Repeat only the stretch of lines below that runs from the line with "Each matching instance of the decorative" through the line with "Each matching instance of the ornamental", unaltered.

**Records for the exercise**
──────
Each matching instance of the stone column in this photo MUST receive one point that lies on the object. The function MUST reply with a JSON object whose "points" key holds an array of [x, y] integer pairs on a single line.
──────
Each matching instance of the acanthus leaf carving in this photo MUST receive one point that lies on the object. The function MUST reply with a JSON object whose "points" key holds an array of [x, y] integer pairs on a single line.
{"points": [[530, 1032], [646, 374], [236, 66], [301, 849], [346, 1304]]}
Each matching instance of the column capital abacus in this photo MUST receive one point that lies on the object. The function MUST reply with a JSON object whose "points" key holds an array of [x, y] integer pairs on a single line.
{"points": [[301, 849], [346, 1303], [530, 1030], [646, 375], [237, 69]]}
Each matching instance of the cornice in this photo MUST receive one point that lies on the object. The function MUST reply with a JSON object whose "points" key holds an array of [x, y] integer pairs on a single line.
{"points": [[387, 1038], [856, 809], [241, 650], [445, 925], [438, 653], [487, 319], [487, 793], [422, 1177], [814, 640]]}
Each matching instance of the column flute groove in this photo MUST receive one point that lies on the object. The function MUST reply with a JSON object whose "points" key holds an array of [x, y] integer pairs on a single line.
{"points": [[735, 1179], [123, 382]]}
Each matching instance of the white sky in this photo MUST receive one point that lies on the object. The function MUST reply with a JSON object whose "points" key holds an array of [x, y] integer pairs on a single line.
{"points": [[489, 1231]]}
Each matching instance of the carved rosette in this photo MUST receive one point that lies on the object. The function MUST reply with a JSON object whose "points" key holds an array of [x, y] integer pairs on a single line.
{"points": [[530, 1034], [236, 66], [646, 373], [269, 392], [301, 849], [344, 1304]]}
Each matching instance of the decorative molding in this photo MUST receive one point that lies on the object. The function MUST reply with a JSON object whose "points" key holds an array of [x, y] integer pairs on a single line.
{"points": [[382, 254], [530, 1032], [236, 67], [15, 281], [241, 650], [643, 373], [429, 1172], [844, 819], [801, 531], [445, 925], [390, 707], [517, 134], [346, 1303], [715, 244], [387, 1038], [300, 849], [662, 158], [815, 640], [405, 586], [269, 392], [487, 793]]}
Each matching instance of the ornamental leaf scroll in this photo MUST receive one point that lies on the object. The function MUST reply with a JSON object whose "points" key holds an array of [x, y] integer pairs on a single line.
──────
**Exercise result**
Each matching instance of the decorative molding in this photo MUST receive one point that lies on the object. The function MUST reply with a JSON object whose "points" key holds an array of [x, y] integer pairs on a single line.
{"points": [[382, 254], [530, 1032], [236, 67], [15, 281], [241, 650], [643, 373], [429, 1172], [844, 819], [801, 531], [445, 925], [390, 707], [517, 134], [346, 1303], [715, 244], [387, 1038], [300, 849], [662, 158], [815, 640], [405, 586], [269, 392], [487, 793]]}
Each matching instance of the ornamental leaf scroll in this photo MUST receive one point that lies on the object. The function MUST reply with a JSON object whose "points" key holds an array of [x, y] integer pairs on a single line.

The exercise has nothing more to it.